** Begin Material for this task **

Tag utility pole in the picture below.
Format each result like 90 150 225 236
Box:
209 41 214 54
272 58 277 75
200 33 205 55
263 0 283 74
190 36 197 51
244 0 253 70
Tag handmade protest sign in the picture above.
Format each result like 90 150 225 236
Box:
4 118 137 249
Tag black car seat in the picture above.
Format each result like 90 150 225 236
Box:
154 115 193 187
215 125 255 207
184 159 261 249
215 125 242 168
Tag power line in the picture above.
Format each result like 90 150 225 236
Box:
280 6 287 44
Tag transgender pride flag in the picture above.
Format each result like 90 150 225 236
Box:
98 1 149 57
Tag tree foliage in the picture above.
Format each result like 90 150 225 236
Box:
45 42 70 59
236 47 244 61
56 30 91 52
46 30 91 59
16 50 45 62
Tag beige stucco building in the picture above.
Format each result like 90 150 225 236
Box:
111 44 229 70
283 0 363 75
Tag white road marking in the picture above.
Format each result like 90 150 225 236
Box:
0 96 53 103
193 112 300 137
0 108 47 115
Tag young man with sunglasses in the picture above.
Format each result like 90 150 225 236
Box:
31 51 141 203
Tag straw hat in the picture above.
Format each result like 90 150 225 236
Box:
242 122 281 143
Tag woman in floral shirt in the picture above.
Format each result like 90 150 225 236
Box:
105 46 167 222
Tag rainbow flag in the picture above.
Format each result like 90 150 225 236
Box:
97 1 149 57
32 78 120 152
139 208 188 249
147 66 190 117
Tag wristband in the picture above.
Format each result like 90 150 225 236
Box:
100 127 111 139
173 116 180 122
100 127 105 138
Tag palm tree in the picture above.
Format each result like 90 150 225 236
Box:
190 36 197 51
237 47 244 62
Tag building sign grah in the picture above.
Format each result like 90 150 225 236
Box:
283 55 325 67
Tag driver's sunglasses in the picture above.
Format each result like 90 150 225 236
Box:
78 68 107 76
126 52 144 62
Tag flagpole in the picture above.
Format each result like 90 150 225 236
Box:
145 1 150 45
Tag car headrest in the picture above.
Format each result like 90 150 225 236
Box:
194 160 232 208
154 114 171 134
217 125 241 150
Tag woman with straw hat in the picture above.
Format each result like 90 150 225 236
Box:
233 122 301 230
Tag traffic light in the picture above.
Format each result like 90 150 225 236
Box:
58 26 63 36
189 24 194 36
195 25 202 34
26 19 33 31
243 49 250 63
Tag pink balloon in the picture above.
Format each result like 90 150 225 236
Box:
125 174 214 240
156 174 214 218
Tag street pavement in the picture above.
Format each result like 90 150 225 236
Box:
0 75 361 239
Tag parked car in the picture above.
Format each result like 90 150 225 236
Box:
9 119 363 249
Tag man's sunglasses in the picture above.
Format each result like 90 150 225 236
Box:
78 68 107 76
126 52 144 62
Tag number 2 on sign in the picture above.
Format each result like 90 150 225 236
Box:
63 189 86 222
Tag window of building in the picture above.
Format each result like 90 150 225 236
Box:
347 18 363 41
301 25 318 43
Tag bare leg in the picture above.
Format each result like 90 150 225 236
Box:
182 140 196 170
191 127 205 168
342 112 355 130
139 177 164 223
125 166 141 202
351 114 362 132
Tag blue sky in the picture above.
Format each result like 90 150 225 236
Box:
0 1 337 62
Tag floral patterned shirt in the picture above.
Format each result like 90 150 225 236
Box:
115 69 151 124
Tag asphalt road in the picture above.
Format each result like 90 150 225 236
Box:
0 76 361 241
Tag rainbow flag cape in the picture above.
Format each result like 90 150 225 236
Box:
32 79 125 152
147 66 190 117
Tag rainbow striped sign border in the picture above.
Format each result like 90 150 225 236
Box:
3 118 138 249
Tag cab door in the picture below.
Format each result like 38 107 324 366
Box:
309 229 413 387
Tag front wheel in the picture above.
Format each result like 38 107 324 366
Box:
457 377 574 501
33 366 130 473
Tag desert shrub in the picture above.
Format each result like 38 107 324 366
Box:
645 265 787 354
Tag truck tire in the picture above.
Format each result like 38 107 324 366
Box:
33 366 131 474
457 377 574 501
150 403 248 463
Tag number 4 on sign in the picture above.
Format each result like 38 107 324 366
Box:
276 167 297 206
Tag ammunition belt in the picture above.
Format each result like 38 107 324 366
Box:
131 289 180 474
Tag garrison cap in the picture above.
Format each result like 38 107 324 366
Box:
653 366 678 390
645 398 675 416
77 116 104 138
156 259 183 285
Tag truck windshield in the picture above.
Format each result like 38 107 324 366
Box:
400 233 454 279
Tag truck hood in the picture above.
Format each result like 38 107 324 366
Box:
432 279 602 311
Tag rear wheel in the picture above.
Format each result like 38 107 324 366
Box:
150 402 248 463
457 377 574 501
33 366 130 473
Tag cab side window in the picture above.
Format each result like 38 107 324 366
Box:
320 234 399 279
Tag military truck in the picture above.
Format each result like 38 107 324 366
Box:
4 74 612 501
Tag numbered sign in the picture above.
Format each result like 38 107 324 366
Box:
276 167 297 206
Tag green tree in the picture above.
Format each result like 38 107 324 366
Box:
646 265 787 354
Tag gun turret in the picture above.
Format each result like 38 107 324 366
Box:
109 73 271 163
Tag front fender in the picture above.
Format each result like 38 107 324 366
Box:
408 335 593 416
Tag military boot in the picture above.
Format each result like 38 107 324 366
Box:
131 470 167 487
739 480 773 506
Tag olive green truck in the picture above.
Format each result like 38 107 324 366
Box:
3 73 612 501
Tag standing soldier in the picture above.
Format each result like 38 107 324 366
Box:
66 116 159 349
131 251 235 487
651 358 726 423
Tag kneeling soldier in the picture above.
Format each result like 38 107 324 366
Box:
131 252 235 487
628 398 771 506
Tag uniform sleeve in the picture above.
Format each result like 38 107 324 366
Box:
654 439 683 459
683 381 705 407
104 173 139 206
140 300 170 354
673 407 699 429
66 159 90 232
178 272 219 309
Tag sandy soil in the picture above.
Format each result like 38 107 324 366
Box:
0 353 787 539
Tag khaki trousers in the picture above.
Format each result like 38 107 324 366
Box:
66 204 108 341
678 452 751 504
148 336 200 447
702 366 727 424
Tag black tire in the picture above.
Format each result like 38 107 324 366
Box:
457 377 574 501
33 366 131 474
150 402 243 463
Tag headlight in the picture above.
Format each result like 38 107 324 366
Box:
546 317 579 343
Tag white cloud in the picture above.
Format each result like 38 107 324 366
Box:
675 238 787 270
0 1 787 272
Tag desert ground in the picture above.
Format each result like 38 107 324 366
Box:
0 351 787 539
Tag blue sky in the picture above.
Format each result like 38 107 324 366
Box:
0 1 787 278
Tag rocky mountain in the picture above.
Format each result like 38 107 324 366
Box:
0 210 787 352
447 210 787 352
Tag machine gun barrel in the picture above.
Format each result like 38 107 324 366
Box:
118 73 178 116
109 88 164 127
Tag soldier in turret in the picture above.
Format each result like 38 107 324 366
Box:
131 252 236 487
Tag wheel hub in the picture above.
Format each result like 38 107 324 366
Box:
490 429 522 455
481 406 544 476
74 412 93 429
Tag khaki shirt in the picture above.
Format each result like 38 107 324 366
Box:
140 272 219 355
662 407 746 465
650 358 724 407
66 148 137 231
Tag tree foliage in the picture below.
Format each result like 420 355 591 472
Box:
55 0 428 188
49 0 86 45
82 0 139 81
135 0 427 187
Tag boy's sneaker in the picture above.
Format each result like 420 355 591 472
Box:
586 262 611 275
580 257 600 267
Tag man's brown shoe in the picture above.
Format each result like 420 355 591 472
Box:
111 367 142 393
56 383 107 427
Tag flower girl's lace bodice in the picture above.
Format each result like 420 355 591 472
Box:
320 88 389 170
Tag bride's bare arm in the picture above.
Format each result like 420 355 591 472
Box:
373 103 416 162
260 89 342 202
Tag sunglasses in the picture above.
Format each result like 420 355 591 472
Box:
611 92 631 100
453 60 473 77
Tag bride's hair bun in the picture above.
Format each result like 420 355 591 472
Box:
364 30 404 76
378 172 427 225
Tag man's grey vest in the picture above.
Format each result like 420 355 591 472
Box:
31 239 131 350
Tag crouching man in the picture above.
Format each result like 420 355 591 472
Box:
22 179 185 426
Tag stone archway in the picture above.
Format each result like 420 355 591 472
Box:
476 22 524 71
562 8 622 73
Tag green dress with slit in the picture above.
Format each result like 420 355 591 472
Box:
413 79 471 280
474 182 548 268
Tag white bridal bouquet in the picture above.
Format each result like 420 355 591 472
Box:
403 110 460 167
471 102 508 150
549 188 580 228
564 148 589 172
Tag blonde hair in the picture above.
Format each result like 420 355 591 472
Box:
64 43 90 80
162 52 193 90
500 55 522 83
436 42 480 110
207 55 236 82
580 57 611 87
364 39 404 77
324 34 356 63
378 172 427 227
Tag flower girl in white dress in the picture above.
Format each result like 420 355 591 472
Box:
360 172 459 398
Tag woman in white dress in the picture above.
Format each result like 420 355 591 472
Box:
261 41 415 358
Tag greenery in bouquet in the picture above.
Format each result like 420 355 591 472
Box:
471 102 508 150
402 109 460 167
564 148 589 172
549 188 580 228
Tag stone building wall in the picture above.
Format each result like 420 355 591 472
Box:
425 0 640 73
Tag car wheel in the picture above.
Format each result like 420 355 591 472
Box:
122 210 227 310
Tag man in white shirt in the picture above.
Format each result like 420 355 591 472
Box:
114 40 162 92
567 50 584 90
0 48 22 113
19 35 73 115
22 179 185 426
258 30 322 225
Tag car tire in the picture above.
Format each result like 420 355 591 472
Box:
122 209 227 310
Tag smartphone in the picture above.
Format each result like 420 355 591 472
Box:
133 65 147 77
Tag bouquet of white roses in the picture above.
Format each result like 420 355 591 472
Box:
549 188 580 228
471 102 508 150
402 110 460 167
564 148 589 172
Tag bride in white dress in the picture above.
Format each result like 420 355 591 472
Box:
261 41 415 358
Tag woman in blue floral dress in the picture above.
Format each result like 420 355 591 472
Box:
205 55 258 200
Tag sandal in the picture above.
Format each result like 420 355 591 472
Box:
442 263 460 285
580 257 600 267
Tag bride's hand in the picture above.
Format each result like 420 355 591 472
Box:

** End Material for this task **

» **Exercise goal**
Copy out everything from the line containing "Tag wristband in the picture above." down to the line containing "237 47 244 62", keeping every line unchanged.

» **Result of this exercise**
Tag wristband in the picture above.
Format each result like 90 150 225 236
Box:
100 127 111 139
173 116 180 122
100 127 105 138
Tag palm tree in the picture above.
Format each result like 90 150 225 236
Box:
190 36 197 51
237 47 244 62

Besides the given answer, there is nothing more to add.